◆ **Work instructions**: Scan the data below and state the number of lines that include the word "distant", adding no comment.

◆ **Task inputs**:
★ ★ ★

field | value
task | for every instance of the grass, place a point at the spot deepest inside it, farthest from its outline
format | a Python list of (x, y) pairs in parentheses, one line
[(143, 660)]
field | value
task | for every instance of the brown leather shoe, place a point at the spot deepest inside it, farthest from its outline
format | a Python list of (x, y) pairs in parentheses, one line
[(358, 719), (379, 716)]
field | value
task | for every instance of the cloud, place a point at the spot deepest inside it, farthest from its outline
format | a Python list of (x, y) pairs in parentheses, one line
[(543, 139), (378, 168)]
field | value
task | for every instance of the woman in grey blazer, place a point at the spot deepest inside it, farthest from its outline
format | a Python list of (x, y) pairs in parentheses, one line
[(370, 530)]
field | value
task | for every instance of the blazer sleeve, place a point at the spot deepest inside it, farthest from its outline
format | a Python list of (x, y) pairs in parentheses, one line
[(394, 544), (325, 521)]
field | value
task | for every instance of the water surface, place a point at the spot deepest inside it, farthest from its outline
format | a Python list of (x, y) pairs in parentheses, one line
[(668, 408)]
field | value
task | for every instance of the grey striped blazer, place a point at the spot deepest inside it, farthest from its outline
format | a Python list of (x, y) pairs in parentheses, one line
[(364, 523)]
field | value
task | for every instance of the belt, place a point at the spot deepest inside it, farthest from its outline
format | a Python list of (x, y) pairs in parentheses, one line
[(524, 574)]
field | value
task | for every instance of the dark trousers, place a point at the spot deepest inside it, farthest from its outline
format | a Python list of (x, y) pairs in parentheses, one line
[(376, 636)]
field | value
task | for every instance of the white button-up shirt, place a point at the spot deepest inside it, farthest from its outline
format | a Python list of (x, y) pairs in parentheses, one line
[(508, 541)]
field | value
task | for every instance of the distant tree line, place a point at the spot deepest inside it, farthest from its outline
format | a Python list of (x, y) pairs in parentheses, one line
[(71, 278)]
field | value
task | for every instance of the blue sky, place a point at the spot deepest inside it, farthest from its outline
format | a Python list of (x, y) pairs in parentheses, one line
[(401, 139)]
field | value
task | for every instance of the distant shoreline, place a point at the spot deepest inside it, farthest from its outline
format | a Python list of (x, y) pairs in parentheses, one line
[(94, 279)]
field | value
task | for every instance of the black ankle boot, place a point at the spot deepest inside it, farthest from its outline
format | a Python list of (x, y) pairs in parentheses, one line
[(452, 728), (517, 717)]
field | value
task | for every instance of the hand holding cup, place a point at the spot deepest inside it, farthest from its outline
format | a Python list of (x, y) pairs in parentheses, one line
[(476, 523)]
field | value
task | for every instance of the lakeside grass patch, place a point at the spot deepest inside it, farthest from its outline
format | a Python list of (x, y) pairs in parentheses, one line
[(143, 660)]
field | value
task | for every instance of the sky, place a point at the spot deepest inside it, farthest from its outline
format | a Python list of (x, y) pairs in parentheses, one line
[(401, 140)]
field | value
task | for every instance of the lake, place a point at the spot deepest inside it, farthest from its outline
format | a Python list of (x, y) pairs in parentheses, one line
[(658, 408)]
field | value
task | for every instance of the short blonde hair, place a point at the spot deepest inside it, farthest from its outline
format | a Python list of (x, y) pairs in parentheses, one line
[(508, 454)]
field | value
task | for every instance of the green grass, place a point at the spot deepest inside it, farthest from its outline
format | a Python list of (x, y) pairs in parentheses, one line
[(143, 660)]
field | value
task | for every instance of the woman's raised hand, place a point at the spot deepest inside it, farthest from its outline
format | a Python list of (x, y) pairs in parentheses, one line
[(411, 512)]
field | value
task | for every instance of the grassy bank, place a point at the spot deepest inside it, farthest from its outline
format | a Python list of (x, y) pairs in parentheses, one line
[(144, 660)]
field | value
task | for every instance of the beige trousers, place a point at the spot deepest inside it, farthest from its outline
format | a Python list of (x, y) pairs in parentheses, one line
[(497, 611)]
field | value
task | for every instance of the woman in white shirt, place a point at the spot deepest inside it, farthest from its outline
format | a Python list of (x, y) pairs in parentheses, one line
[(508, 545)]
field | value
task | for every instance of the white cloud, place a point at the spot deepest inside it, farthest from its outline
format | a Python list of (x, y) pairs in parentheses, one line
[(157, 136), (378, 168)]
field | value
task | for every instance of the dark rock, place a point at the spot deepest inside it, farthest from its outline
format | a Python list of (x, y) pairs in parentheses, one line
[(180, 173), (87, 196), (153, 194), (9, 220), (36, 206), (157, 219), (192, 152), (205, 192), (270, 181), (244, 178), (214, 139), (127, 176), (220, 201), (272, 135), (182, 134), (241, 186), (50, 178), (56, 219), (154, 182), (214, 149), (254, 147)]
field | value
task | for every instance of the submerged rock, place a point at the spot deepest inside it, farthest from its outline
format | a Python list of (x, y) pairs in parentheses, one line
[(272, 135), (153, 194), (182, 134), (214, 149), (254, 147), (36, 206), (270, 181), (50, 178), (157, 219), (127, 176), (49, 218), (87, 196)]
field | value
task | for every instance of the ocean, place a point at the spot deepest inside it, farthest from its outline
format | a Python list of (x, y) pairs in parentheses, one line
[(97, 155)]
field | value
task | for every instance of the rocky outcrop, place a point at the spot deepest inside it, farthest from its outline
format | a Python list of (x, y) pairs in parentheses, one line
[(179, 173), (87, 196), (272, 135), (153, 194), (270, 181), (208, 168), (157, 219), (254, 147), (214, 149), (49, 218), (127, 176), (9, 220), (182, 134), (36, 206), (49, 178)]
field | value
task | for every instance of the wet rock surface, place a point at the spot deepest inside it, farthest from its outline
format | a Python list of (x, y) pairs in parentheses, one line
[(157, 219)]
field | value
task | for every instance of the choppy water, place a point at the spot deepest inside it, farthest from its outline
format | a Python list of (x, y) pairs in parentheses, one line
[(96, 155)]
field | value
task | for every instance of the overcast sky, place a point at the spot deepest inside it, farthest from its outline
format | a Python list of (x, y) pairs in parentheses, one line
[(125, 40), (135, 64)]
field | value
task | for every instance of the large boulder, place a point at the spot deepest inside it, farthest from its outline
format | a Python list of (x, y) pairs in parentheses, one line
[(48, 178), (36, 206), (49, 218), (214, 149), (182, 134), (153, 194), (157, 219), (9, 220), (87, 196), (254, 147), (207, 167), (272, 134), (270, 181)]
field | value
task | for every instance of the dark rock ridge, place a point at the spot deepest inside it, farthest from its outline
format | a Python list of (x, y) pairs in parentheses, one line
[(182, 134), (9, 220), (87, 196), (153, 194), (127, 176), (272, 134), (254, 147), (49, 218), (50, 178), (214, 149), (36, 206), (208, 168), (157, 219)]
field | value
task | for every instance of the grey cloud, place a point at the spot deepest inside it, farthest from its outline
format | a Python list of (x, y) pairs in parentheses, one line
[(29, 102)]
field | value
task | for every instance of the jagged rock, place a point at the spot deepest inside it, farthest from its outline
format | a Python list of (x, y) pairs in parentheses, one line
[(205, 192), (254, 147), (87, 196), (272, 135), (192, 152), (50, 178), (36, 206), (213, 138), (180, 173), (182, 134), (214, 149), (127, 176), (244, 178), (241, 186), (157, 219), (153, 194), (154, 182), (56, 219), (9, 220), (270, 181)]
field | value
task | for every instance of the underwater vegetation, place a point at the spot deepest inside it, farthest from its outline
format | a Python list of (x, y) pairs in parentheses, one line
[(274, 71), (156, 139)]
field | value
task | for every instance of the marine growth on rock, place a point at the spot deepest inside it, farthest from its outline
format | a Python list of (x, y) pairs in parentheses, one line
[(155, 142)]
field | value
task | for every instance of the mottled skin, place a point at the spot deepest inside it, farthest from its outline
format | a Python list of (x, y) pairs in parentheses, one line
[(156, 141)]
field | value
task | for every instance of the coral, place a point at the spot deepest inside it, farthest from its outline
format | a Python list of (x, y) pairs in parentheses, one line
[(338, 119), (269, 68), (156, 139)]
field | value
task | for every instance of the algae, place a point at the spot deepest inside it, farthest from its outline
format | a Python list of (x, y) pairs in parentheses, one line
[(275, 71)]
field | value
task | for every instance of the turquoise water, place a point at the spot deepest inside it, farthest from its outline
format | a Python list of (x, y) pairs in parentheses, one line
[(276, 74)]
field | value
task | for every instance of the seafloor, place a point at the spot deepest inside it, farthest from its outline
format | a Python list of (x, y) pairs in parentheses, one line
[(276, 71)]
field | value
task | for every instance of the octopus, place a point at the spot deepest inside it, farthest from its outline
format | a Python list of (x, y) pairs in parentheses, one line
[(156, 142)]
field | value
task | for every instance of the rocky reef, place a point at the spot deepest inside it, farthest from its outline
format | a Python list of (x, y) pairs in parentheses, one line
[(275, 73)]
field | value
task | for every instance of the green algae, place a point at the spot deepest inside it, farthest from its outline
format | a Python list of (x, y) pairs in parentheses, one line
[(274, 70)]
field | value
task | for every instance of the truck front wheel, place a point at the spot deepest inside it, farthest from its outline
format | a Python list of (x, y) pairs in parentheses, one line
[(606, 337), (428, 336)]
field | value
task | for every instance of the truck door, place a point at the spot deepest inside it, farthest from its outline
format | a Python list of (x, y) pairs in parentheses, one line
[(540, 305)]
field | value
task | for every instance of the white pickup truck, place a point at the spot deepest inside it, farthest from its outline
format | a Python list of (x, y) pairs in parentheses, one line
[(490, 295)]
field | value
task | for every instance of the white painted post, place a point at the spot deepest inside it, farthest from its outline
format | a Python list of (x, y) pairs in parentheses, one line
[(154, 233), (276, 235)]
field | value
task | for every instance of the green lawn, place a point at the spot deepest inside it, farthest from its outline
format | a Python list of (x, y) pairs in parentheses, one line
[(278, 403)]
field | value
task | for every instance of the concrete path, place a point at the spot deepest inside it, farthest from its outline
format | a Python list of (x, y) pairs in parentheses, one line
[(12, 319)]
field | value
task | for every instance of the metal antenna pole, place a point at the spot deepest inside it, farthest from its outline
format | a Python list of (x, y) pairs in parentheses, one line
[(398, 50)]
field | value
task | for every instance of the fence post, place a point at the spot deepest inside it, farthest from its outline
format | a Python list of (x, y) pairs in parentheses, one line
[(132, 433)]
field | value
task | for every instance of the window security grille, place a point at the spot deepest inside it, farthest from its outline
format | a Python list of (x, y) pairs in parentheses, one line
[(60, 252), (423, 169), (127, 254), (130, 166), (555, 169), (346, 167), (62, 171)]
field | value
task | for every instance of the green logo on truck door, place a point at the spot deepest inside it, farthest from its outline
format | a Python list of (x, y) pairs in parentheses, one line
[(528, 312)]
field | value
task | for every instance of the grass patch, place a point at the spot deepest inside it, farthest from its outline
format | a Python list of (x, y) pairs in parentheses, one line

★ ★ ★

◆ **The completed task**: 2